### TASK INSTRUCTIONS
Rewrite the material below with every "ring rule" changed to "fill rule" and nothing else altered.

### STORED ROWS
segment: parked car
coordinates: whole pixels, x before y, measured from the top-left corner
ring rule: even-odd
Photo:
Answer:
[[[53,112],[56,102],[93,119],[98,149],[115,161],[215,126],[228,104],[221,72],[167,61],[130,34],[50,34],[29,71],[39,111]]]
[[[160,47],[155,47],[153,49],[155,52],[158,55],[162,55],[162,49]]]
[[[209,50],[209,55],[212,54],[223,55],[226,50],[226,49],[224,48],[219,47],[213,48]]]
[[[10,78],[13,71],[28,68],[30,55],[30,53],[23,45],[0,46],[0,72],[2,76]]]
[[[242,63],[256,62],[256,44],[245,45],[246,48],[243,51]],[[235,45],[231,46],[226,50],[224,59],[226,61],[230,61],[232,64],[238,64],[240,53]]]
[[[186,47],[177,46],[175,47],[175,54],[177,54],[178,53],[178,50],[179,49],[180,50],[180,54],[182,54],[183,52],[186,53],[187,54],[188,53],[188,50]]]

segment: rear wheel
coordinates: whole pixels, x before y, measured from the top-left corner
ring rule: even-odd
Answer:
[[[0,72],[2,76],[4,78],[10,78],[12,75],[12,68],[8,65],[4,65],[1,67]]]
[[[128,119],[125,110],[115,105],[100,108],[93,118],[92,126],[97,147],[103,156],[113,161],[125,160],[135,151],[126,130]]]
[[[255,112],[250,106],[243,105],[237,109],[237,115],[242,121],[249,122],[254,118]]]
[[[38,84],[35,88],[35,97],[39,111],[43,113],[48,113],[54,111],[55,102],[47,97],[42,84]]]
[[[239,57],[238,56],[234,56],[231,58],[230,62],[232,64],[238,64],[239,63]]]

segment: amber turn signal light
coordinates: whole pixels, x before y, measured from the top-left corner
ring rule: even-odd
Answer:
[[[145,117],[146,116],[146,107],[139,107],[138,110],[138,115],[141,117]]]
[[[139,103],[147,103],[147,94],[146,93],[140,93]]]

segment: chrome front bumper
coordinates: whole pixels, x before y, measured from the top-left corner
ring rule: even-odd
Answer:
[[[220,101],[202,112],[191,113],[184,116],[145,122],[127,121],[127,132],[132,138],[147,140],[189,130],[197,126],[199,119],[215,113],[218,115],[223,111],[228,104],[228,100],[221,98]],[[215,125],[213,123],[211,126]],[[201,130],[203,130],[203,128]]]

### REPLY TO THE TASK
segment: parked car
coordinates: whole pixels, x before y, measured from the top-left corner
fill rule: even-odd
Photo:
Answer:
[[[53,112],[56,102],[93,119],[98,149],[115,161],[215,126],[228,104],[221,72],[167,61],[130,34],[50,34],[29,71],[39,111]]]
[[[160,47],[155,47],[153,49],[155,52],[158,55],[162,55],[162,49]]]
[[[209,50],[209,55],[212,54],[223,55],[226,50],[226,49],[224,48],[219,47],[213,48]]]
[[[10,78],[13,71],[28,68],[30,55],[30,53],[23,45],[0,46],[0,72],[2,76]]]
[[[242,63],[256,62],[256,44],[245,45],[246,48],[243,51]],[[235,45],[231,46],[226,50],[224,59],[226,61],[230,61],[232,64],[238,64],[240,53]]]
[[[186,47],[177,46],[175,47],[175,54],[177,54],[178,53],[178,50],[179,49],[180,50],[180,54],[182,54],[183,52],[186,53],[187,54],[188,53],[188,50]]]

segment: rear wheel
coordinates: whole pixels, x before y, measured from the top-left corner
fill rule: even-odd
Answer:
[[[0,72],[2,76],[4,78],[10,78],[12,75],[12,68],[8,65],[4,65],[1,67]]]
[[[128,119],[125,110],[115,105],[100,108],[93,118],[92,126],[97,147],[103,156],[113,161],[125,160],[135,151],[126,130]]]
[[[255,112],[250,106],[243,105],[237,109],[237,115],[242,121],[249,122],[254,118]]]
[[[38,84],[35,88],[35,97],[39,111],[43,113],[48,113],[54,111],[55,102],[47,97],[42,84]]]
[[[239,57],[238,56],[234,56],[231,58],[230,62],[232,64],[238,64],[239,63]]]

segment: amber turn signal light
coordinates: whole pixels, x before y, measured from the top-left corner
fill rule: even-odd
Answer:
[[[145,117],[146,116],[146,107],[139,107],[138,110],[138,115],[141,117]]]
[[[139,103],[147,103],[147,94],[146,93],[140,93]]]

segment: chrome front bumper
coordinates: whole pixels, x before y, measured from the top-left corner
fill rule: even-odd
Answer:
[[[220,101],[202,112],[191,113],[184,116],[145,122],[127,121],[127,132],[132,138],[147,140],[189,130],[197,126],[199,119],[215,113],[218,115],[223,111],[228,104],[228,100],[221,98]],[[215,125],[213,123],[211,126]],[[201,130],[203,130],[203,128]]]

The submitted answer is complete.